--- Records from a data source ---
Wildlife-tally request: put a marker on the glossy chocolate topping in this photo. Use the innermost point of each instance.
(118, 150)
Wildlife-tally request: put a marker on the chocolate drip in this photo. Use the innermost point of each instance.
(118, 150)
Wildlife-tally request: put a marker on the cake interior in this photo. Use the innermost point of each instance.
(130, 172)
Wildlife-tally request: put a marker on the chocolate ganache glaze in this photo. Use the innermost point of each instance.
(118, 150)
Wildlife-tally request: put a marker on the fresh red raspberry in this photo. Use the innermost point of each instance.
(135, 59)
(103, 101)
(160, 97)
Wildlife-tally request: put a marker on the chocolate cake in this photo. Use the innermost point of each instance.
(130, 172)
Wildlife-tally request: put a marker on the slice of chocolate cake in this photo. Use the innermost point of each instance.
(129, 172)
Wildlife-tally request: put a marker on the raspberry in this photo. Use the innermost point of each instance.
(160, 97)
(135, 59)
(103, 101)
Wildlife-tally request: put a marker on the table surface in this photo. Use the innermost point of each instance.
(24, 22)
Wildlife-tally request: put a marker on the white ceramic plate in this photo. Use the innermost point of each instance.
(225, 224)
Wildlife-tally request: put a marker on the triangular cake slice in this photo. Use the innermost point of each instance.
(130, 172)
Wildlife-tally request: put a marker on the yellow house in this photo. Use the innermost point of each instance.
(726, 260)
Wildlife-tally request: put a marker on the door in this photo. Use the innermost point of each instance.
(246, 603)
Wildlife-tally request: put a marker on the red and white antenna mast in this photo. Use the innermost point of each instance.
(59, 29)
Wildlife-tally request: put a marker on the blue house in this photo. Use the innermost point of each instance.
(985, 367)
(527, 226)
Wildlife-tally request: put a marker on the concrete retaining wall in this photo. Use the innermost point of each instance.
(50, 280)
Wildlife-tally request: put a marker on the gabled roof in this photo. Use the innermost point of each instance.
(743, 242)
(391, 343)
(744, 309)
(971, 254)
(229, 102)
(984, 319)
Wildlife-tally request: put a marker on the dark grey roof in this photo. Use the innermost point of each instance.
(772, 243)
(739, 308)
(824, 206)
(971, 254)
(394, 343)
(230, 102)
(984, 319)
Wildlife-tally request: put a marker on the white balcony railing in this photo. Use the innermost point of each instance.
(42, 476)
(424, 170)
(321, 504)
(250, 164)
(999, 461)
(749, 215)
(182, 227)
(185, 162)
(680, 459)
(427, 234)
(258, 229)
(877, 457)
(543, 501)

--- Task instructions ---
Rewrite all of the items above, replacing each occurrence of "put a marker on" with "place a point on" and leaving everything else unchanged.

--- Full solution ---
Wildlife-tally request: place a point on the glossy chocolate topping in this photo. Use the innermost point of each instance.
(118, 150)
Wildlife-tally request: place a point on the chocolate drip in this photo. Use the innermost point of each instance.
(118, 150)
Wildlife-tally request: place a point on the cake interior in this photo. Use the innermost point of each instance.
(130, 172)
Wildlife-tally request: place a point on the chocolate ganache glaze in this photo. Use the innermost point of each instance.
(118, 150)
Wildlife-tally request: place a point on the fresh red raspberry in this photo. Use the innermost point of each instance.
(135, 59)
(103, 101)
(160, 97)
Wildlife-tally request: place a point on the chocolate cake in this photo. Use the innermost point of each instance.
(130, 172)
Wildlife-tally request: place a point on the slice of chocolate cake in this photo. Use the innermost point of each instance.
(129, 172)
Wildlife-tally request: place a point on the raspberry in this photo. Use the innermost point of each instance.
(160, 97)
(135, 59)
(103, 101)
Wildlife-tally request: place a point on the table surface in this photo. Use the innermost point of each instance.
(24, 22)
Wildlife-tally request: place a point on the white ceramic plate in this photo. Use the innermost point of each instance.
(225, 224)
Wildlife-tally request: place a point on the triangular cake slice in this photo. Use the innermost point of each instance.
(130, 172)
Wildlife-tally request: place a point on the yellow house in this photo. Use the innermost point of each instance.
(726, 260)
Wildlife-tally request: place a point on the door in this photo. Use the innermost point of each instance.
(246, 603)
Wildlife-tally request: place a point on the red and white antenna mast in this photo. Use the innermost point of each instance.
(59, 29)
Wildlife-tally request: place a point on the blue house in this photo. Use the innermost point of each instance.
(985, 367)
(527, 226)
Wildlife-tally request: place a point on the concrete retaining wall in this photo. Use the innermost point of each instance.
(50, 280)
Wildlife-tally request: place a point on the gabled roof in this photo. Use the innermost point of each instance.
(743, 242)
(391, 343)
(744, 309)
(971, 254)
(229, 102)
(984, 319)
Wildlife-tally request: place a point on the dark grey roof in this photo. Use the innermost point of each instance.
(772, 243)
(739, 308)
(824, 206)
(971, 254)
(394, 343)
(230, 102)
(984, 319)
Wildlife-tally request: place a point on the white balcony railing in this photo. Use the innermost point of each instance.
(42, 476)
(424, 170)
(321, 504)
(250, 164)
(999, 461)
(749, 215)
(182, 227)
(185, 162)
(680, 459)
(427, 234)
(258, 229)
(877, 457)
(543, 501)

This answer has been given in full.